# my natural homemade hammock



## HatsuneMiku (Jul 29, 2011)

since there has been a lot of issues with the zoo med hammocks and them being very dangerous and unsafe .. and i didn't really like the idea of buying one and then having to modify it to be safer ..

i decided to make my own out of an IAL and an air tube holder suction cup thing .. i didn't use any glue or any bonding material .. so now my IAL's have 2 functions .. release tannins and super hammock ^_^


----------



## NCPanthersgurl (Jul 13, 2011)

That's an awesome idea ^.^


----------



## HatsuneMiku (Jul 29, 2011)

tyvm .. i hope it catches on .. i really worry about how bad those zoo med ones are when they cause any fishies harm 

i actually got the idea from the other thread where they were discussing how to modify the zoo med hammock .. and the best thing about this one is that it costs a nothing to make .. and i can exchange the leafs when i need to


----------



## NCPanthersgurl (Jul 13, 2011)

Yeah definitely, it's a clever fix that's for sure.


----------



## Laki (Aug 24, 2011)

Neat!! I love it! Where does one find Indian Almond Leaf (that's what IAL is, right?) I just modified a silk plant with non-metal hair elastics for the time being, trust me, it's very crudely done! lol But yours is so nice!!!


----------



## HatsuneMiku (Jul 29, 2011)

=D thank you!!

yes IAL is indian almond leaf .. and my bf found them on e-bay .. they were like $5 dollars for 100 extra large grade A ..

I think oak leaves which might be easier to find or gather from nearby trees .. are also a good source of tannins too and could make a good natural hammock 

but i'm not sure what the process is to dry them and prepare them to be tank ready .. maybe someone else here knows how to do it =D .. i'll post clearer pictures next time i change the leaf in my tank on how i clamped the leaf so that it stays =)


----------



## Littlebittyfish (Jan 5, 2011)

I threw some oak leaves in my 10 gallon and it didn't quite release tannins as well as the IAL...My betta and my shrimp still seems to like it though. I love the IAL hammock idea.

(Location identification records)
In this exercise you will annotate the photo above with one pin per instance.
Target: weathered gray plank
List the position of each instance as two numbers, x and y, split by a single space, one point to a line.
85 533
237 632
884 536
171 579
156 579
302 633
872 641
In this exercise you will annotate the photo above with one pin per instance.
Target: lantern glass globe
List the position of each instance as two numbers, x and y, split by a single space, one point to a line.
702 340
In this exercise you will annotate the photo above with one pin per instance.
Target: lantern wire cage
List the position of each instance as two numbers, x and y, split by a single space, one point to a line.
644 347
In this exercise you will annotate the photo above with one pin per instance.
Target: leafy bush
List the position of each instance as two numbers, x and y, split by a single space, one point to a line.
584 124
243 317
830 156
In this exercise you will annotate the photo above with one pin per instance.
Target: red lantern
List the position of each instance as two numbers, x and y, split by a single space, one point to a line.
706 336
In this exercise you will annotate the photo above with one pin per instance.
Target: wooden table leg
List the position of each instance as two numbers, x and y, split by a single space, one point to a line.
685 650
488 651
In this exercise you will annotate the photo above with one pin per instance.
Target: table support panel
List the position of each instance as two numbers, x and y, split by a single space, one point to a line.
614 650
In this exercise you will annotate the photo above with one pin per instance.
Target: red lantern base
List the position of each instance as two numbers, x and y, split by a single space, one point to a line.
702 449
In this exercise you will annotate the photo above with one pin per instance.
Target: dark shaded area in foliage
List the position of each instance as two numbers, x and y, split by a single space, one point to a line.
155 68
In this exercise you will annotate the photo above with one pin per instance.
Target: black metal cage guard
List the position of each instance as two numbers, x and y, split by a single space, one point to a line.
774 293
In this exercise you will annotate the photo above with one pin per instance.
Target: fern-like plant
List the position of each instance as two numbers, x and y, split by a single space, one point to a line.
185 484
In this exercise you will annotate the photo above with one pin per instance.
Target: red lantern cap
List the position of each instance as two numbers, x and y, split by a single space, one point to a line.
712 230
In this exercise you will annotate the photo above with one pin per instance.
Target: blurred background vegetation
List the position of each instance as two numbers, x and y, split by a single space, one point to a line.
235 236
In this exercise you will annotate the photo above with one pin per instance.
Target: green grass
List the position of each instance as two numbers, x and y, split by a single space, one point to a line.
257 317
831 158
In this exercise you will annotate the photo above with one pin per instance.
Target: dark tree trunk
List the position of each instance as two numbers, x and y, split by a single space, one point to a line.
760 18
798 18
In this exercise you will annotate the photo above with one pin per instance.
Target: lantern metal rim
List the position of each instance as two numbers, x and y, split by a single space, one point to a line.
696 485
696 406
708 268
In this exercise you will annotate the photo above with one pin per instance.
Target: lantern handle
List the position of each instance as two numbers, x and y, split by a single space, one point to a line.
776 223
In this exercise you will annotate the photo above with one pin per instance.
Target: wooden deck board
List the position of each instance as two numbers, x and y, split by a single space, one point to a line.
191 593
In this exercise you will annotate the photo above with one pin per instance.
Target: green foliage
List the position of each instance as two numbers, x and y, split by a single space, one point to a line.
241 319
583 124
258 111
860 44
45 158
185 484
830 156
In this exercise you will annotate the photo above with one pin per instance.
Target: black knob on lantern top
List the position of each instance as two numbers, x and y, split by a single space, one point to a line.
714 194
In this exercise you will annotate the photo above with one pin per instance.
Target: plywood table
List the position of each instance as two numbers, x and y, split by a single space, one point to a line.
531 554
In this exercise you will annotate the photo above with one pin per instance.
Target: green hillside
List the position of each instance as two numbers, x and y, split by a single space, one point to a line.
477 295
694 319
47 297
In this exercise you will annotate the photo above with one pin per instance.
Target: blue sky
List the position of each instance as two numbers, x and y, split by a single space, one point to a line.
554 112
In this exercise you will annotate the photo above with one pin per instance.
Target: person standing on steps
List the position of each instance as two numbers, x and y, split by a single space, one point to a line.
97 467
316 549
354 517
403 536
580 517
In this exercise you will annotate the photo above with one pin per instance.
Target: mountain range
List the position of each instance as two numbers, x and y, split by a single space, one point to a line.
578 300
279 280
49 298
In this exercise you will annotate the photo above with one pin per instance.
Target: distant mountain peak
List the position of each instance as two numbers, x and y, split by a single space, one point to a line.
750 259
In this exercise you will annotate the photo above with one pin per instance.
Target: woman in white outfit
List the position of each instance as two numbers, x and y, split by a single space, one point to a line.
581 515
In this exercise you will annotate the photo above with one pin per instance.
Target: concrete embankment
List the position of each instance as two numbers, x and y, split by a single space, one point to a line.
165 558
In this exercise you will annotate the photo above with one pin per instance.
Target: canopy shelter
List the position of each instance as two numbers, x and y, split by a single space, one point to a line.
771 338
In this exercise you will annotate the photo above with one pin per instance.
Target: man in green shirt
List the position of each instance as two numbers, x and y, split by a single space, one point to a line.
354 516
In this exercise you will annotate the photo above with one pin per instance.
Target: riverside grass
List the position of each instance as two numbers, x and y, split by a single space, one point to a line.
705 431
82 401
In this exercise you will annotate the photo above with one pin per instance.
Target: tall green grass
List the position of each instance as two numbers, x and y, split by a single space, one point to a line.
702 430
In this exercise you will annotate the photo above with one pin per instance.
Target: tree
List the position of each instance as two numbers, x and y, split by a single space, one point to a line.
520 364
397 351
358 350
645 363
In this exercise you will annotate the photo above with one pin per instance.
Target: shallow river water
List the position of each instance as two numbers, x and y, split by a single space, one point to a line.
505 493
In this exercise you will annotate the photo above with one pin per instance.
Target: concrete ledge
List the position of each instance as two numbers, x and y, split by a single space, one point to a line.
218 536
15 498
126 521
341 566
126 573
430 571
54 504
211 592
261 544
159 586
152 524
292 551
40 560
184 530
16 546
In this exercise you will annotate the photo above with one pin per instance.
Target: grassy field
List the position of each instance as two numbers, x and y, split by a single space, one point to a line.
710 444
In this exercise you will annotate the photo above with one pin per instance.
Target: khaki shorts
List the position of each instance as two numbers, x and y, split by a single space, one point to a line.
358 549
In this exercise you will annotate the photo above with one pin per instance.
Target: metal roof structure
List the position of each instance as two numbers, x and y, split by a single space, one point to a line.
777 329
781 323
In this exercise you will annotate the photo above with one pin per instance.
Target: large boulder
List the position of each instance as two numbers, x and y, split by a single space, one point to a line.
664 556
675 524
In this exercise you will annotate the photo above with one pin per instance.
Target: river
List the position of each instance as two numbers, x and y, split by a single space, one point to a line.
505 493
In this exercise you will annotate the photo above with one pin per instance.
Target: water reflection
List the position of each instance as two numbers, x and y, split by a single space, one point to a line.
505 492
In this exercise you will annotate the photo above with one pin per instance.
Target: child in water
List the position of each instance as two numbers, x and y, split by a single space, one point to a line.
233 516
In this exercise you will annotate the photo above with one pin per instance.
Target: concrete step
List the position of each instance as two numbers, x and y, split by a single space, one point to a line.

• [GIVEN TASK]: Reproduce the forum thread about the homemade leaf hammock in full, word for word.

• [RESPONSE]:
# my natural homemade hammock



## HatsuneMiku (Jul 29, 2011)

since there has been a lot of issues with the zoo med hammocks and them being very dangerous and unsafe .. and i didn't really like the idea of buying one and then having to modify it to be safer ..

i decided to make my own out of an IAL and an air tube holder suction cup thing .. i didn't use any glue or any bonding material .. so now my IAL's have 2 functions .. release tannins and super hammock ^_^


----------



## NCPanthersgurl (Jul 13, 2011)

That's an awesome idea ^.^


----------



## HatsuneMiku (Jul 29, 2011)

tyvm .. i hope it catches on .. i really worry about how bad those zoo med ones are when they cause any fishies harm 

i actually got the idea from the other thread where they were discussing how to modify the zoo med hammock .. and the best thing about this one is that it costs a nothing to make .. and i can exchange the leafs when i need to


----------



## NCPanthersgurl (Jul 13, 2011)

Yeah definitely, it's a clever fix that's for sure.


----------



## Laki (Aug 24, 2011)

Neat!! I love it! Where does one find Indian Almond Leaf (that's what IAL is, right?) I just modified a silk plant with non-metal hair elastics for the time being, trust me, it's very crudely done! lol But yours is so nice!!!


----------



## HatsuneMiku (Jul 29, 2011)

=D thank you!!

yes IAL is indian almond leaf .. and my bf found them on e-bay .. they were like $5 dollars for 100 extra large grade A ..

I think oak leaves which might be easier to find or gather from nearby trees .. are also a good source of tannins too and could make a good natural hammock 

but i'm not sure what the process is to dry them and prepare them to be tank ready .. maybe someone else here knows how to do it =D .. i'll post clearer pictures next time i change the leaf in my tank on how i clamped the leaf so that it stays =)


----------



## Littlebittyfish (Jan 5, 2011)

I threw some oak leaves in my 10 gallon and it didn't quite release tannins as well as the IAL...My betta and my shrimp still seems to like it though. I love the IAL hammock idea.